_EXERCISE AIM_: Before the data below, list every line in it that contains the string "cone". Treat case as significant.

_SUPPLIED DATA_:
::::

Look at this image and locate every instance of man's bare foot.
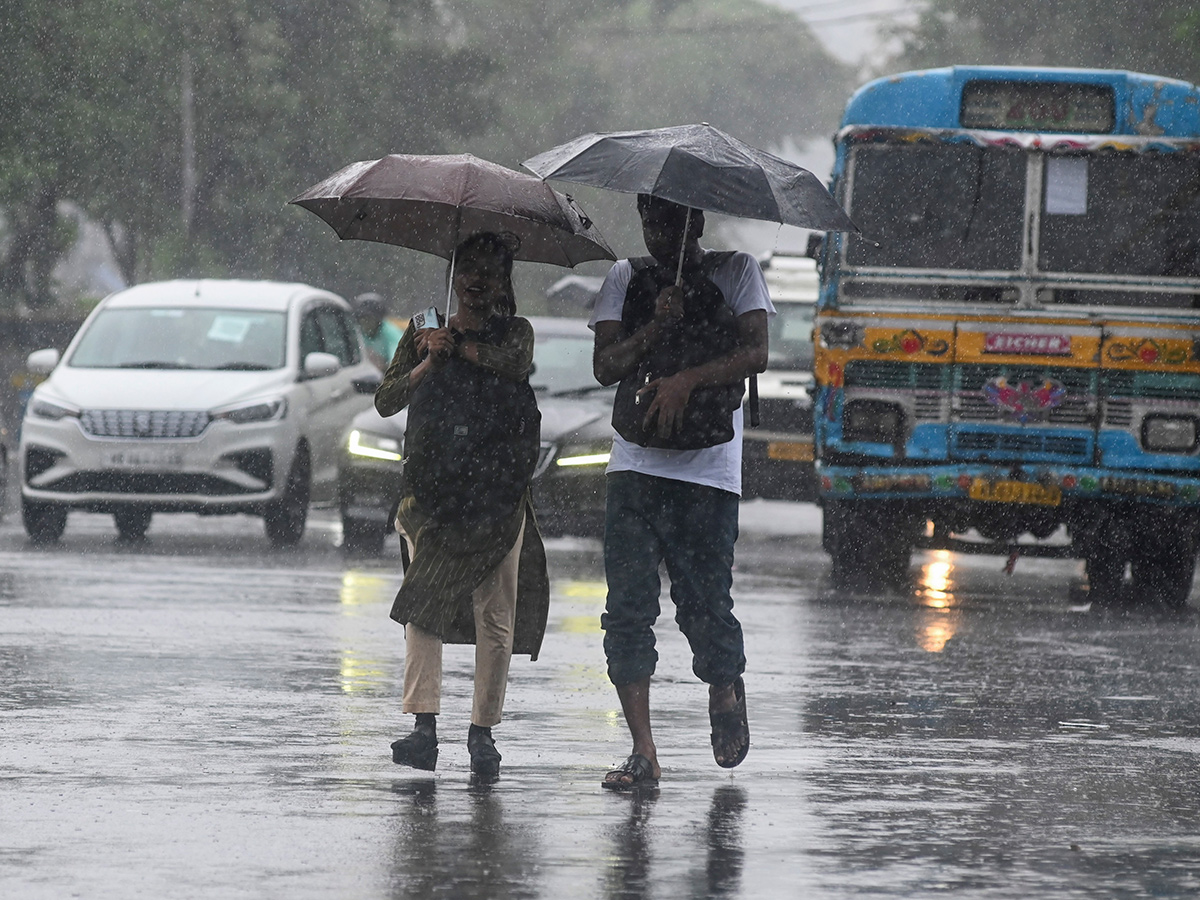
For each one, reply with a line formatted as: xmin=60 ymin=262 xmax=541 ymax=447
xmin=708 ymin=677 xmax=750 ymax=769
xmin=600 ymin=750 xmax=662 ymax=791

::::

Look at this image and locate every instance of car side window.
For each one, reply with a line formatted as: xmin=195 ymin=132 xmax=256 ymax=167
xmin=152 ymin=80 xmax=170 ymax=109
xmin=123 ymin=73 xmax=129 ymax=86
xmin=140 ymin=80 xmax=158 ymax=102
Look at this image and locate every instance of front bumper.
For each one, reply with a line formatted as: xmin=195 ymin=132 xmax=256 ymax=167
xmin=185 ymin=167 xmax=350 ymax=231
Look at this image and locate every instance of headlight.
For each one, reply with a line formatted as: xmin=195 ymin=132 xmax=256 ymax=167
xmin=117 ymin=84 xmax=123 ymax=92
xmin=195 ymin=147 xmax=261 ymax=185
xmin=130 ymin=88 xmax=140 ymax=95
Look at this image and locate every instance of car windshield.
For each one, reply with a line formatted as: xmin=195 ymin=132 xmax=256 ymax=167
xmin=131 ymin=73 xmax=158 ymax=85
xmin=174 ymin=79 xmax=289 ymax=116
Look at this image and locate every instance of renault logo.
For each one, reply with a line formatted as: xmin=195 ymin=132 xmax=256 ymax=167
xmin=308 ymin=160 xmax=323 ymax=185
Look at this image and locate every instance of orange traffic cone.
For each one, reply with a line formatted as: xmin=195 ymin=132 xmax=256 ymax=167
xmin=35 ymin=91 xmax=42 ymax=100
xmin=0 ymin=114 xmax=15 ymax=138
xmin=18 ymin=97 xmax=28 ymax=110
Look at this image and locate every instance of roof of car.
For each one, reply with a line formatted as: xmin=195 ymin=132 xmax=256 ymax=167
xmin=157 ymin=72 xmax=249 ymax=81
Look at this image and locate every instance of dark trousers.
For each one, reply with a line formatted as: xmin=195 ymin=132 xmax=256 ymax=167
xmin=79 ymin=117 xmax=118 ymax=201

::::

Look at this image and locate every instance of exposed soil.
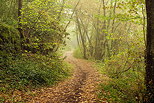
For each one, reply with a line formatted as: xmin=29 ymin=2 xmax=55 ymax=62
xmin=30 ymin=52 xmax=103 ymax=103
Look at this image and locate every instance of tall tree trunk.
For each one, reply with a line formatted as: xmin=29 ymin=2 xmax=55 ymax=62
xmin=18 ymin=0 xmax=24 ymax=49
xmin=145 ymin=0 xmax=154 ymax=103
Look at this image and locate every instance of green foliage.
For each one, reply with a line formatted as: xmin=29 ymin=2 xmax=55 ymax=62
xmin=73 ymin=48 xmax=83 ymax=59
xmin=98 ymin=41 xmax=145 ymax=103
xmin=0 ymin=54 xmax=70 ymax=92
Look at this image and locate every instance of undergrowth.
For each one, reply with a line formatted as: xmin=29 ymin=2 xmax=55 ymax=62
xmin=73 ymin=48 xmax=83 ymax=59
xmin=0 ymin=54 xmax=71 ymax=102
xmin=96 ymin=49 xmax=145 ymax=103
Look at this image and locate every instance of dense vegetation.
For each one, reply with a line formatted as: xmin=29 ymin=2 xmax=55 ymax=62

::::

_RESULT OF THIS TASK_:
Look at this image and locate every instance of orange traffic cone.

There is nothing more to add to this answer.